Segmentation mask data
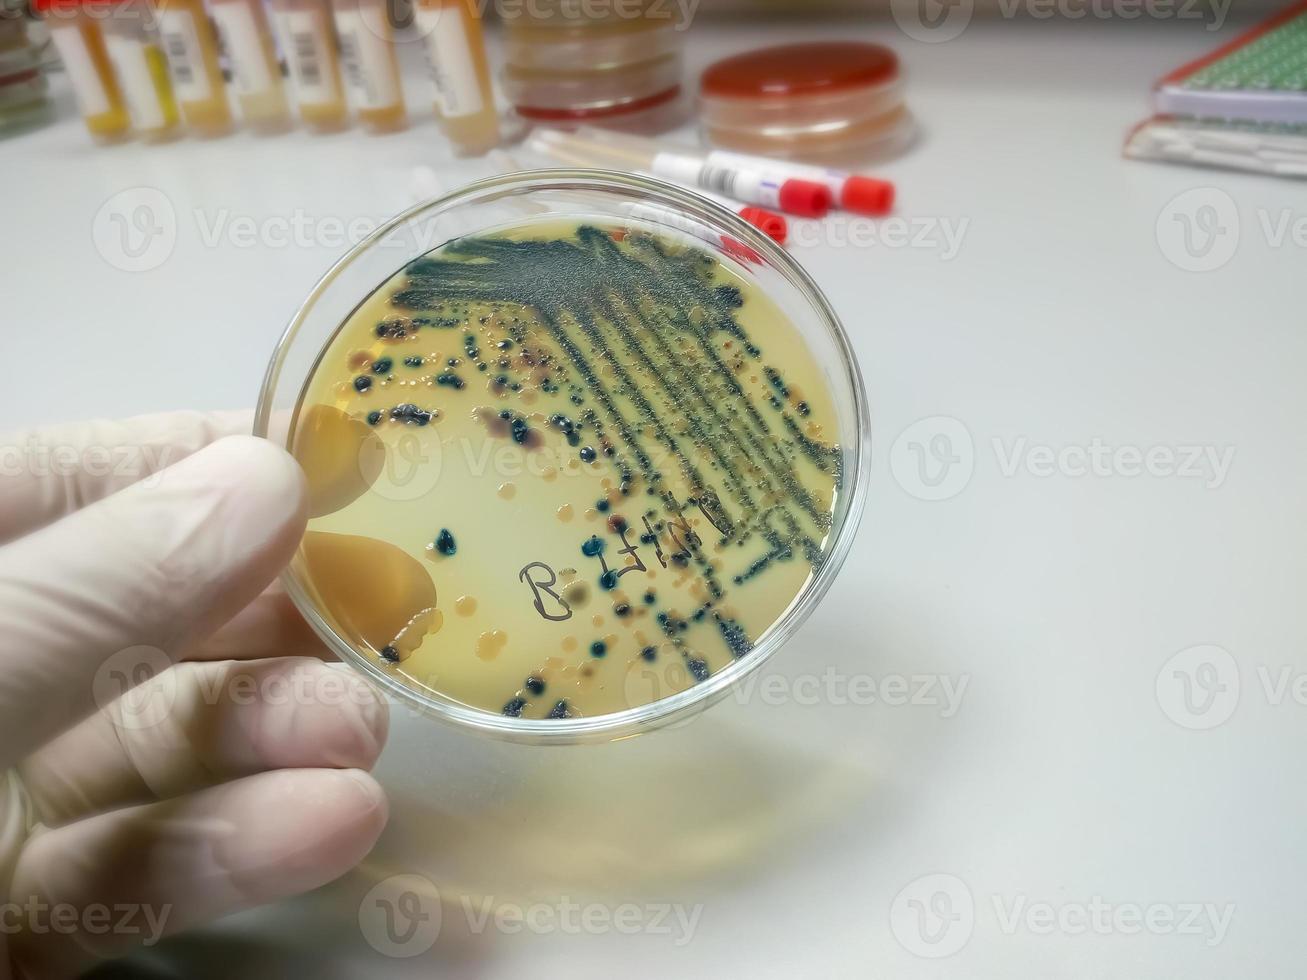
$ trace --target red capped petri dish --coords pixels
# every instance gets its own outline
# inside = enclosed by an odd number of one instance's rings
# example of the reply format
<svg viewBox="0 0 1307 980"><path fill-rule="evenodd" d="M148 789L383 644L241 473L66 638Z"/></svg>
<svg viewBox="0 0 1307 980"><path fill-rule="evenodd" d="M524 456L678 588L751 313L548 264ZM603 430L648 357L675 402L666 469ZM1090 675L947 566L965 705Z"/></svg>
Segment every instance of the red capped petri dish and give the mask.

**Task to complete**
Set down exactly the lines beginning at the one that holds "# inside = enclosed" and ending with the last line of the data.

**Solution for this task**
# inside = enclosed by an odd number of one instance's rings
# example of the reply format
<svg viewBox="0 0 1307 980"><path fill-rule="evenodd" d="M148 789L383 644L241 473L66 638Z"/></svg>
<svg viewBox="0 0 1307 980"><path fill-rule="evenodd" d="M524 456L678 588L751 313L548 264ZM603 430L648 357L675 402L666 469ZM1090 675L947 566L965 705Z"/></svg>
Segment every instance of the red capped petri dish and give the mask.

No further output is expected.